**Given exercise**
Please copy out the records starting with the line containing "of the shoelace" and going on through the end of the records, requests included, with every coordinate in the answers shifted up by 110.

### Task inputs

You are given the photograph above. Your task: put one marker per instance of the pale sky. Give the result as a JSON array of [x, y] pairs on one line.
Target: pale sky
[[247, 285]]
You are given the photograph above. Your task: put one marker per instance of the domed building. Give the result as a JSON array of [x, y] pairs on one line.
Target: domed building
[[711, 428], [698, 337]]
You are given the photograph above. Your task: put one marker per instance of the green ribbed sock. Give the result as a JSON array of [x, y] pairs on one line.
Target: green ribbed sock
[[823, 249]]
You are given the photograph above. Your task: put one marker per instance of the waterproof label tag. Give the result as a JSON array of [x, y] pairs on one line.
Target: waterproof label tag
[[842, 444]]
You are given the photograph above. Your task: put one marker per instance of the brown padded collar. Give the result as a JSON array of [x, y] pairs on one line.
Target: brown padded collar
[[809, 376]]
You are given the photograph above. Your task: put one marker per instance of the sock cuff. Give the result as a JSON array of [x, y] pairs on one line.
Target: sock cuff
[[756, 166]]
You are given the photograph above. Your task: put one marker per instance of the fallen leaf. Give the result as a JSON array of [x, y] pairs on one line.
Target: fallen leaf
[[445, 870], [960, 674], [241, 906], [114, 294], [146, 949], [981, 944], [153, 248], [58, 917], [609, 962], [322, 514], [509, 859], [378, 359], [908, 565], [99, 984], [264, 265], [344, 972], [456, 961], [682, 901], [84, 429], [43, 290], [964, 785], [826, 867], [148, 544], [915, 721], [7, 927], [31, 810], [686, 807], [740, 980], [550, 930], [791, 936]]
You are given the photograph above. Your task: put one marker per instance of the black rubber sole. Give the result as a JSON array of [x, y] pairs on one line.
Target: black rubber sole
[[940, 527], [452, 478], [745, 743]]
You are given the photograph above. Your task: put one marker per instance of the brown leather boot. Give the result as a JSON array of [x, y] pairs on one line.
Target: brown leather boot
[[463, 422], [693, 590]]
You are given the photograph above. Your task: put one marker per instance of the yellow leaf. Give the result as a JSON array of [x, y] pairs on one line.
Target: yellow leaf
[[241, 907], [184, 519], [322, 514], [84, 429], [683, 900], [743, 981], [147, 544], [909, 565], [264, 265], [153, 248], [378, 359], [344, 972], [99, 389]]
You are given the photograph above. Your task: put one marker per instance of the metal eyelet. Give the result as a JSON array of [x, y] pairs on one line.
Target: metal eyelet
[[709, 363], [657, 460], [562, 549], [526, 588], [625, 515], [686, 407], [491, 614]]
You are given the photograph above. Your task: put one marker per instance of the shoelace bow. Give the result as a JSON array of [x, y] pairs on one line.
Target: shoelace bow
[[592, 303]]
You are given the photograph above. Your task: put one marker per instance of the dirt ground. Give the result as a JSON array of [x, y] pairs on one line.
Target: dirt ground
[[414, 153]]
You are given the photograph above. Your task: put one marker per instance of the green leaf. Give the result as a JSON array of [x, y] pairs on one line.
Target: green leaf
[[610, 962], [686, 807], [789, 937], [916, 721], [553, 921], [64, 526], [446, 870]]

######

**Answer to the exercise**
You are given the photograph above. Your task: put one marker per instance of the shoelace bow. Give the result as a JSON array of [x, y] pairs on one line.
Target: shoelace bow
[[702, 413]]
You are given the photograph above. Your task: put one marker per instance of the dirt ground. Give the result as a JSON array of [x, y] pairs on one line.
Target: dirt ground
[[524, 263]]
You are given the photograph above. Your task: put one marker per instance of the green leaf. Give the result as a JSON array of [x, y] pairs on one line.
Target: green leaf
[[720, 1072], [796, 917], [899, 1047], [1026, 831], [663, 1031], [174, 636], [556, 980]]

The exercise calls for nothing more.